WORK TO BE COMPLETED
Copy out word for word the line with "Would you mind pointing out the dark backpack" and the lines that follow it in the listing below, up to the final one.

━━━━━━━━

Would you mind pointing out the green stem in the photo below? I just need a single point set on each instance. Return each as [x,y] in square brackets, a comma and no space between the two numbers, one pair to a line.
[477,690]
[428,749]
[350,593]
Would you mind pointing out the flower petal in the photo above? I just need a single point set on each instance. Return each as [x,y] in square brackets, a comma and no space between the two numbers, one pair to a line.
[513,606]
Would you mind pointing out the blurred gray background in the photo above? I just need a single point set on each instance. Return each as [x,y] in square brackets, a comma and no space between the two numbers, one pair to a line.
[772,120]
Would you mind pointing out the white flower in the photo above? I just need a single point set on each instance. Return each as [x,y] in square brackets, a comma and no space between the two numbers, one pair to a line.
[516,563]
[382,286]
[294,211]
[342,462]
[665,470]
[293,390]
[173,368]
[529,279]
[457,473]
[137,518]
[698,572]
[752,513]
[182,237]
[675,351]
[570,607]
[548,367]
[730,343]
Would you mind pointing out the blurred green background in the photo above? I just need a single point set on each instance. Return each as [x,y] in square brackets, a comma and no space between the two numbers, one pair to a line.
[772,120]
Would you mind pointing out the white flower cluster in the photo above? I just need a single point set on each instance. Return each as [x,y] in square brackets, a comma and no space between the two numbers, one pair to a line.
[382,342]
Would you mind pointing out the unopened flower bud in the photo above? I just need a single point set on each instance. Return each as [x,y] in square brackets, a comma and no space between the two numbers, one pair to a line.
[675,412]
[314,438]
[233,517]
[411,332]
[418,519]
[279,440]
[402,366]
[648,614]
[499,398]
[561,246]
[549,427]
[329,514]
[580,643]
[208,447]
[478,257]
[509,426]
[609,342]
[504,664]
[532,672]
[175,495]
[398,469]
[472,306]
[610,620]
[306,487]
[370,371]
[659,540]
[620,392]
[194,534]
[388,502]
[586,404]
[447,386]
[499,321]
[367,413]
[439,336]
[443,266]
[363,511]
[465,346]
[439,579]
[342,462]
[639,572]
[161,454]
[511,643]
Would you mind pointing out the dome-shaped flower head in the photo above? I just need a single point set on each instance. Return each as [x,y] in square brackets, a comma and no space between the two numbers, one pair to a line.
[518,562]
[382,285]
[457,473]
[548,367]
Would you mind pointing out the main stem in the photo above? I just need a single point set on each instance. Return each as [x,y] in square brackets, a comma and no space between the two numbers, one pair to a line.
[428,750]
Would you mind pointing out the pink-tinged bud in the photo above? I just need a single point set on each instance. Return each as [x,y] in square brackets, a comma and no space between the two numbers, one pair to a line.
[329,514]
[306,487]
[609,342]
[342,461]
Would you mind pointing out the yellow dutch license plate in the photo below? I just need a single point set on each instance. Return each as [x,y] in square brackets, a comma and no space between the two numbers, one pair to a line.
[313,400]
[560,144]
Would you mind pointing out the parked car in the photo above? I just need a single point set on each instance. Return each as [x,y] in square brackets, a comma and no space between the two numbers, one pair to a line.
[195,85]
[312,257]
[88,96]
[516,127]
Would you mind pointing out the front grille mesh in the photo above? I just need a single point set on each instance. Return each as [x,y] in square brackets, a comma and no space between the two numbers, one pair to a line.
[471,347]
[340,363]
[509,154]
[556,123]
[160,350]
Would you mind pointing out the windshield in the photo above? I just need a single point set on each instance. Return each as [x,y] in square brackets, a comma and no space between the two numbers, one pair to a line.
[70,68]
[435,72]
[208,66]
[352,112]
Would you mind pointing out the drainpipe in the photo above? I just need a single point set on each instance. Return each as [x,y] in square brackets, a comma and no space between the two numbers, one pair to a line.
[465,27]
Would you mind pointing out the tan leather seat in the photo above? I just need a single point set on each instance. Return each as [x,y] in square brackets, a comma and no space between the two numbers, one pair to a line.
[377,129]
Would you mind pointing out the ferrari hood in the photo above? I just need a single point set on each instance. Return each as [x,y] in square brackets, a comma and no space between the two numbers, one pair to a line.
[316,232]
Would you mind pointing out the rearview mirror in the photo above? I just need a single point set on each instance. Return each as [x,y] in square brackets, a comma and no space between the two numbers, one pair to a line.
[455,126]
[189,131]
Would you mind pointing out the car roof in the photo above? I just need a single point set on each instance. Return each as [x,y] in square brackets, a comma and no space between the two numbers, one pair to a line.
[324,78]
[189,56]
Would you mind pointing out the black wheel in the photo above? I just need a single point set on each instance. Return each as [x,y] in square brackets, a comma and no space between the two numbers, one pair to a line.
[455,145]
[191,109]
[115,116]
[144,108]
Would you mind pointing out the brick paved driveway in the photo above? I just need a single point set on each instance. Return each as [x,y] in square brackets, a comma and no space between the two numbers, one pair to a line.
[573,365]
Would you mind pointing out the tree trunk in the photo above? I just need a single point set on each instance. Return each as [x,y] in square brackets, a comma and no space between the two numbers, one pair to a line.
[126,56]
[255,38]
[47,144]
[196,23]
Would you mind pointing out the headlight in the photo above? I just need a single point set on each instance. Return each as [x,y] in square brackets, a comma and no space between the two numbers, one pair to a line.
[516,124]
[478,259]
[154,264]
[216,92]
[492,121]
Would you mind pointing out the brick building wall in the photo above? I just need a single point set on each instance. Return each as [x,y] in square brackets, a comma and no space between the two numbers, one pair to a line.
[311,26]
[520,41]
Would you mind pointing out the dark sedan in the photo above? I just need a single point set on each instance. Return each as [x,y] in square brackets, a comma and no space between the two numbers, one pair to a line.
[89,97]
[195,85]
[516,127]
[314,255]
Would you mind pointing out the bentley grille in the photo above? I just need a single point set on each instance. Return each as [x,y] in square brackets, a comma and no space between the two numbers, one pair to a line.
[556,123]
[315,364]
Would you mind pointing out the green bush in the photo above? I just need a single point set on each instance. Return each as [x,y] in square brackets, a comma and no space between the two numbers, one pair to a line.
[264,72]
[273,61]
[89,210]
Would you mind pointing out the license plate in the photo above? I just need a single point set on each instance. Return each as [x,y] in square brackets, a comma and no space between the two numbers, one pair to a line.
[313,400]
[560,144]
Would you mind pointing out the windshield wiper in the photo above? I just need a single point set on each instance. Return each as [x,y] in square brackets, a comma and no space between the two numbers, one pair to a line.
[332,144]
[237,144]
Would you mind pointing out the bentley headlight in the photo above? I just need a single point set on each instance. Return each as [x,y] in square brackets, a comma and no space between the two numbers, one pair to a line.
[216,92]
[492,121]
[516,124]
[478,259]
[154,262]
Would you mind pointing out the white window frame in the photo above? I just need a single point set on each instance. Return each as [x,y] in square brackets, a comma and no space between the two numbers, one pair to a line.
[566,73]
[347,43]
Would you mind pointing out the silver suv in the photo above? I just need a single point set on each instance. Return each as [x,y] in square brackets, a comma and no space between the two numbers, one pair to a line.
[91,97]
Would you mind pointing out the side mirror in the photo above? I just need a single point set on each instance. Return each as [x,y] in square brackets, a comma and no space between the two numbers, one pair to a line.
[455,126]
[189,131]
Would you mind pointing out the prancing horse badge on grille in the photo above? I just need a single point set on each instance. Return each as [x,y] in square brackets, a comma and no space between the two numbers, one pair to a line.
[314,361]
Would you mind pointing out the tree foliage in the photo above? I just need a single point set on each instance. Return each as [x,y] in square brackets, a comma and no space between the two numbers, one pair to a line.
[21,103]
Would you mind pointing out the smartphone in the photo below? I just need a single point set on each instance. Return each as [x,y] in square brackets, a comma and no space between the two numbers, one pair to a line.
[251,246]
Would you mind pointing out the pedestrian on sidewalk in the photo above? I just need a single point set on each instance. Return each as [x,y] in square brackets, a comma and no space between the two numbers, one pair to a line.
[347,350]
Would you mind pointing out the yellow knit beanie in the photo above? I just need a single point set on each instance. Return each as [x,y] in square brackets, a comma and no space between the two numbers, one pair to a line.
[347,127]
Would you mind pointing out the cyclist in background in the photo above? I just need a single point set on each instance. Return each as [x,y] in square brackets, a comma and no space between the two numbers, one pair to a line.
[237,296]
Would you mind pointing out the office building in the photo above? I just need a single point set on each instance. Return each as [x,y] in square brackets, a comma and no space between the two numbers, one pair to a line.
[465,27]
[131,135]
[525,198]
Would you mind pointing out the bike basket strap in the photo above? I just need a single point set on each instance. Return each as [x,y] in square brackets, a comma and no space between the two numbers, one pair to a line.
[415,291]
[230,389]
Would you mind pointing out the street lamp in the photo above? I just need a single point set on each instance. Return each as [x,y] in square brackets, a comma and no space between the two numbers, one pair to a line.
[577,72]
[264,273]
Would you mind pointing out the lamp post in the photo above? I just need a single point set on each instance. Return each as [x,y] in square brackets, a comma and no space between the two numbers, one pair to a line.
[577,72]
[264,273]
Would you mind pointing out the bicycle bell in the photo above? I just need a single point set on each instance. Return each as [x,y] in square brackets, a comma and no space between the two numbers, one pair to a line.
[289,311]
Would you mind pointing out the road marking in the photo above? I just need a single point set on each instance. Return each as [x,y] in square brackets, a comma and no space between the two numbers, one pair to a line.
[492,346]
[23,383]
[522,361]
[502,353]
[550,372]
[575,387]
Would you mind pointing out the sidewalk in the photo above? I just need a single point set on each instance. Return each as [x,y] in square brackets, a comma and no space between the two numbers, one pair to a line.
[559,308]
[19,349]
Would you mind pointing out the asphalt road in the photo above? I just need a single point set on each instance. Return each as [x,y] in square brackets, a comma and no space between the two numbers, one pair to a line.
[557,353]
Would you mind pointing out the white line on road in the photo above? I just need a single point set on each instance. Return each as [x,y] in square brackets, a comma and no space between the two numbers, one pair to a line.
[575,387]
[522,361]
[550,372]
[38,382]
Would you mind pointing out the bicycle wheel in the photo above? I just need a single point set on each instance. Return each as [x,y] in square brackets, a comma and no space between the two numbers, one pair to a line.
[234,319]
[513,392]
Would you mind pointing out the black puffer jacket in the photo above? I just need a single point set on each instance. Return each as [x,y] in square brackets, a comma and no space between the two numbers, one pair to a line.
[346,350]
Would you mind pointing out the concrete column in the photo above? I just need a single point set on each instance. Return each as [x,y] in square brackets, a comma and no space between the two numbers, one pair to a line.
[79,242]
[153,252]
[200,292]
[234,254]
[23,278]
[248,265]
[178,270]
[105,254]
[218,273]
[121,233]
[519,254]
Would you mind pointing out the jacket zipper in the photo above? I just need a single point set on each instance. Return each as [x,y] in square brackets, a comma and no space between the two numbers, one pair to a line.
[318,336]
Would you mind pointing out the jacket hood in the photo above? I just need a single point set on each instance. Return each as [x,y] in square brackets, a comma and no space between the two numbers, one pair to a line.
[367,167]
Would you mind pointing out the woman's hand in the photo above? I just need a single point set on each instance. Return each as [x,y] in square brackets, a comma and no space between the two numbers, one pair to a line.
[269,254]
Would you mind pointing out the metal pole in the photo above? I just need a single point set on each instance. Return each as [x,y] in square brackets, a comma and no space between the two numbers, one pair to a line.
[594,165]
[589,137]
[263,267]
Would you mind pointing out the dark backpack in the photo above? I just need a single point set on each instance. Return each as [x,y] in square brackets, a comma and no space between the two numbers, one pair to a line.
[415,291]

━━━━━━━━

EXERCISE SOLUTION
Would you mind pointing out the dark backpack in the photo above? I just need a single point set on each instance. Return each as [x,y] in square brackets, a comma and no space between the two numbers, one pair to a line.
[415,291]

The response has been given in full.